[begin Input for this task]

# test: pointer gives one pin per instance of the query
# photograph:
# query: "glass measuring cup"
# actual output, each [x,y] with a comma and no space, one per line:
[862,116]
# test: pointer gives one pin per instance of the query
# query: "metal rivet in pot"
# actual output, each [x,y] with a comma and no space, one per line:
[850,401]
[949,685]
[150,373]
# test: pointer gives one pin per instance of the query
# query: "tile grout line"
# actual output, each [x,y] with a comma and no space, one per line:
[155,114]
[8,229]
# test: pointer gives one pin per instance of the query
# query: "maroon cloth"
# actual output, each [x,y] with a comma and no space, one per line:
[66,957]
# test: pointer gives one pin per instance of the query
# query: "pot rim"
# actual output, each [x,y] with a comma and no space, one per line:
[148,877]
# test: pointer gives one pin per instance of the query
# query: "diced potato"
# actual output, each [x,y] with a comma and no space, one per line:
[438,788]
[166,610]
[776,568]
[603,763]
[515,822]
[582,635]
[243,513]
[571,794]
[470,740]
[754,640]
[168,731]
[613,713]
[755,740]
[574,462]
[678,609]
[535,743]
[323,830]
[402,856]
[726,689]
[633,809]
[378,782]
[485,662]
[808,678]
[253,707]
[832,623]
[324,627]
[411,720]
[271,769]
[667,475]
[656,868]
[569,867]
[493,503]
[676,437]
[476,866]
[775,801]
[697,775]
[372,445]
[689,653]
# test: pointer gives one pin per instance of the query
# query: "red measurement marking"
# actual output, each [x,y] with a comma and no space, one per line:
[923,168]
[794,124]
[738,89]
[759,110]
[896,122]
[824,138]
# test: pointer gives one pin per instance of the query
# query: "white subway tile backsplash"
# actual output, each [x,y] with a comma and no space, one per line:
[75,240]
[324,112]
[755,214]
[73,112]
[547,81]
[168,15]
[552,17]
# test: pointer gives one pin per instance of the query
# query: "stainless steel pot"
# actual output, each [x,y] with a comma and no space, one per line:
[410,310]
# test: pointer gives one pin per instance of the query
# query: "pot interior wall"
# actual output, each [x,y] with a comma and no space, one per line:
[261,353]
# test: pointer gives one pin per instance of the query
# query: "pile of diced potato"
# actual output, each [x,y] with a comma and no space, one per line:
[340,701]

[end Input for this task]

Would you give the material above again, complete and exact?

# test: pointer gives one pin per instance of the query
# photograph:
# query: "glass measuring cup"
# actual output, each [x,y] with a comma and no space, one per line:
[862,116]
# test: pointer gives one pin per instance of the query
# query: "metal rivet in pot"
# actual output, each [x,y] with a comma and no space, one per line:
[850,401]
[949,685]
[150,373]
# test: pointer gives one pin per instance of the query
# query: "tile grout line"
# actual output, each [x,y] with a comma and no space, one per line:
[155,114]
[8,229]
# test: pointer gives one pin per instance of the query
# query: "maroon cloth"
# actual output, each [x,y] with a comma and no space, one per line:
[66,957]
# test: pointer gives one pin per instance of the query
# query: "pot rim"
# actual output, each [x,y] with a comma and no space, one per line:
[148,877]
# test: pointer gives one pin per instance of the query
# query: "diced potato"
# actual output, each [x,y] with a comma and no space, one per line:
[438,788]
[166,610]
[776,568]
[603,763]
[515,822]
[582,635]
[243,513]
[571,794]
[470,740]
[754,640]
[168,731]
[613,713]
[755,740]
[574,462]
[678,609]
[535,743]
[323,830]
[402,856]
[726,689]
[633,809]
[378,782]
[485,662]
[808,678]
[253,707]
[832,623]
[324,627]
[411,720]
[271,769]
[667,475]
[656,868]
[569,867]
[493,503]
[676,437]
[476,866]
[775,801]
[697,775]
[372,445]
[689,653]
# test: pointer gives one pin per instance of the query
# query: "red measurement marking"
# actual output, each [x,y] with a comma and no space, one per line:
[923,168]
[794,124]
[738,89]
[759,110]
[896,122]
[824,138]
# test: pointer gives one pin per instance of the query
# query: "white subway tile backsplash"
# actual output, each [x,y] with a comma and no space, one per line:
[75,240]
[324,112]
[755,214]
[73,112]
[547,81]
[168,15]
[552,17]
# test: pointer gives one pin per instance of the query
# query: "stainless steel pot"
# actual output, each [x,y] with a comma and no space, one per line:
[410,310]
# test: pointer gives one pin per instance of the query
# query: "pot interior wall"
# actual output, each [x,y] with a comma and no space, one per line:
[261,353]
# test: pointer gives one pin per instance of the query
# query: "pile of diced potato"
# actual output, each [x,y] with a comma and no space, one per line:
[340,701]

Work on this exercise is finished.